Perhaps it will be clearer to understand if subpatterns are declared as individual self-describing variables and the pattern is build via interpolation. Also, to eliminate any messy $matches
array clean up, my pattern will only populate fullstring matches (no capture groups) -- this means you only need to access the first element of the matches array.
\K
means "forget the previously matched characters" in other words "restart the fullstring match from here".
\G
means "match from the start of the input string or from the point where the previous match left off".
The lookahead that follows the match of the "subject" of the sentence ensures that only a fully valid "sentence" will qualify.
Code: (Demo)

• _Raw data_:
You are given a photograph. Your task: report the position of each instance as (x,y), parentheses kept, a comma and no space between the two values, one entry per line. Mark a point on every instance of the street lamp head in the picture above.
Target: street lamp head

---

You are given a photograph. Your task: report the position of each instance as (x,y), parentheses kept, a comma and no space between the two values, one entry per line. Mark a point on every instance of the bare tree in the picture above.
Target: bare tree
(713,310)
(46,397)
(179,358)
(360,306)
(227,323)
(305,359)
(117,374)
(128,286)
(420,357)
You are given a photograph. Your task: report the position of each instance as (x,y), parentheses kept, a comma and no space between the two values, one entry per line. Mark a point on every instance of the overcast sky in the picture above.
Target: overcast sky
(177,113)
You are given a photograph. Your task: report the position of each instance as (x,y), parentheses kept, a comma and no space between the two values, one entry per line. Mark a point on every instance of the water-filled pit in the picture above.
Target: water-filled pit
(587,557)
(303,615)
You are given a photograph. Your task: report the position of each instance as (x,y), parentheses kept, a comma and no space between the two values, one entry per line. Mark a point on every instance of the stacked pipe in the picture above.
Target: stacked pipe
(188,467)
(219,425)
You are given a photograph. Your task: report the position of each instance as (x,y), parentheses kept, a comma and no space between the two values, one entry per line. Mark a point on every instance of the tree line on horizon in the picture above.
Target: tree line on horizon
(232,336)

* * *

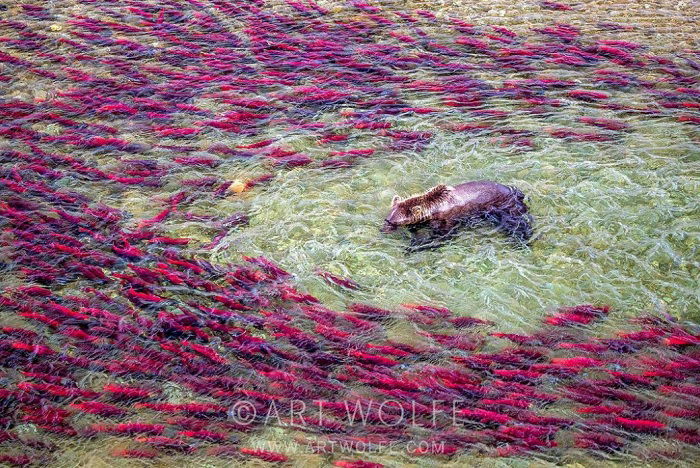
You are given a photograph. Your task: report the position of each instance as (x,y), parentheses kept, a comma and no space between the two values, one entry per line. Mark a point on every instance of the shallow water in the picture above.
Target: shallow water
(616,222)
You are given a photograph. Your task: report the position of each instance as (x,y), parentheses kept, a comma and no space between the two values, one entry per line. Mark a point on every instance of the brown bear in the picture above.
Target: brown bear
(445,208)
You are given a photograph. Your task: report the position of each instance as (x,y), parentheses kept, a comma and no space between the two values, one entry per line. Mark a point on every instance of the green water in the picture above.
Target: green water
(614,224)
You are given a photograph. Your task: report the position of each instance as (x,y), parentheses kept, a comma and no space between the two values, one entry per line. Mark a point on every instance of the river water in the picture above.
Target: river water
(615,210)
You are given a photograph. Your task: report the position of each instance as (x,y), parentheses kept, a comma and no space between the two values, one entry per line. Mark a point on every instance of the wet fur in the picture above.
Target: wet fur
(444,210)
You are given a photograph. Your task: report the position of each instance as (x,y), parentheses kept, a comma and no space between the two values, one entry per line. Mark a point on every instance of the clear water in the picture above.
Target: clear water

• _Problems to solve_:
a – According to the regex explanation, why is it enough to read only the first element of the matches array? Answer in one to three sentences.
b – Answer these questions from the regex explanation, one answer per line, marked the same way:
(i) What does \K mean?
(ii) What does \G mean?
(iii) What does the lookahead follow?
c – Reproduce the stretch of the regex explanation from "Perhaps it will" through "the matches array.".

• _Responses per task_:
a – The pattern populates only fullstring matches and has no capture groups. As a result, the first element of the matches array holds everything needed, and no messy cleanup of $matches is required.

b –
(i) It means "forget the previously matched characters," or "restart the fullstring match from here."
(ii) It means "match from the start of the input string or from the point where the previous match left off."
(iii) It follows the match of the "subject" of the sentence.

c –
Perhaps it will be clearer to understand if subpatterns are declared as individual self-describing variables and the pattern is build via interpolation. Also, to eliminate any messy $matches
array clean up, my pattern will only populate fullstring matches (no capture groups) -- this means you only need to access the first element of the matches array.